■ Material for the task:

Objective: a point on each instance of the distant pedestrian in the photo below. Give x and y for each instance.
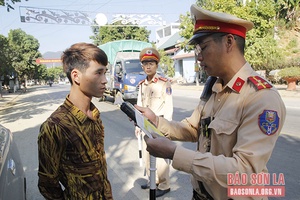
(155, 92)
(72, 162)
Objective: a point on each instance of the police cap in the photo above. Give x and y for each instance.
(208, 22)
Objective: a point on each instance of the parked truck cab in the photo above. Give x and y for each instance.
(127, 74)
(124, 69)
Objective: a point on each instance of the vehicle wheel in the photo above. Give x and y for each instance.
(103, 98)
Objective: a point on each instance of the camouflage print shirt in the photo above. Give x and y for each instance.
(72, 162)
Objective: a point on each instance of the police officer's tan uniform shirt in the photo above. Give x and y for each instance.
(239, 140)
(157, 95)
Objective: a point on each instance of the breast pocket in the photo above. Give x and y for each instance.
(223, 136)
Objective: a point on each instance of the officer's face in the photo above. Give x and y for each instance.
(149, 67)
(210, 53)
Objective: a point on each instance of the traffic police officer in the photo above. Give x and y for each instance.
(237, 126)
(155, 92)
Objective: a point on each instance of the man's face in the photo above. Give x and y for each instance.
(209, 54)
(149, 67)
(93, 80)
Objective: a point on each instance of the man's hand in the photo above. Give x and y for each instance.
(159, 146)
(147, 112)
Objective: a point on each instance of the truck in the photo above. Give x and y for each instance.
(124, 70)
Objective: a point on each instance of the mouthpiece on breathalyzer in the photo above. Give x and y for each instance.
(129, 110)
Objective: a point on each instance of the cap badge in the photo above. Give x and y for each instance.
(208, 28)
(149, 51)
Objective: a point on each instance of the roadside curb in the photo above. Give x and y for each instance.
(7, 98)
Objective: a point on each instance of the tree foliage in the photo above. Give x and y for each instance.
(55, 74)
(117, 31)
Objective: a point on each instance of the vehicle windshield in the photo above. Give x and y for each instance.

■ The exercise: Repeat exactly, and only, the lines from the line containing "Objective: a point on each instance of the police cap" through the last line of the records above, both included.

■ Answer to the problem:
Objective: a point on each instance of the police cap in the photo above. Give x and y for each instance.
(208, 22)
Objective: a point on each instance of the parked truck cab in the photo above. Give x and y for each instance.
(127, 74)
(124, 69)
Objective: a point on each instance of the vehicle wheel in the photo above. Give x and y for each instance.
(103, 98)
Objective: a point on each instance of the camouflage print shirt in the photo above. Give x and y for each instance.
(72, 162)
Objective: a point on each instance of the police officer's tan uniform shirt in the photo above. Give x and y for each instance.
(239, 140)
(157, 95)
Objective: a point on each instance of the breast pocket in the photo above. Give x and y for each instance.
(223, 136)
Objective: a point on each instance of the officer's face in the photo above. Give x and y for each instance.
(149, 67)
(210, 53)
Objective: a point on each instance of the traffic police officer in the photo above. Give x and y for each instance.
(237, 126)
(155, 92)
Objective: a point on each instance of the man's face in the photo above. Give x and y for each instance.
(209, 54)
(149, 67)
(93, 80)
Objective: a point on each instance of the man's hand in the photo above. Give x and y for each instance.
(159, 146)
(147, 112)
Objective: a point on each instance of the truck in the photo above. Give x and y for each instance.
(124, 70)
Objective: a point on each instance of the mouthpiece on breathalyzer in the photo above. Give x and y for each instance.
(129, 110)
Objective: a point on each instance of the cap badge in the photo above. Give x and y for each instance.
(208, 28)
(149, 51)
Objective: a point on each instance of the roadside curb in the photo above. Give x and y for each instance.
(7, 98)
Objective: a point on each instance of the tree foliage in the photo above. Give x and y for each instance.
(55, 74)
(117, 31)
Objective: a point on each instance of the vehicle windshield in the photo above. Give x and y for each instance.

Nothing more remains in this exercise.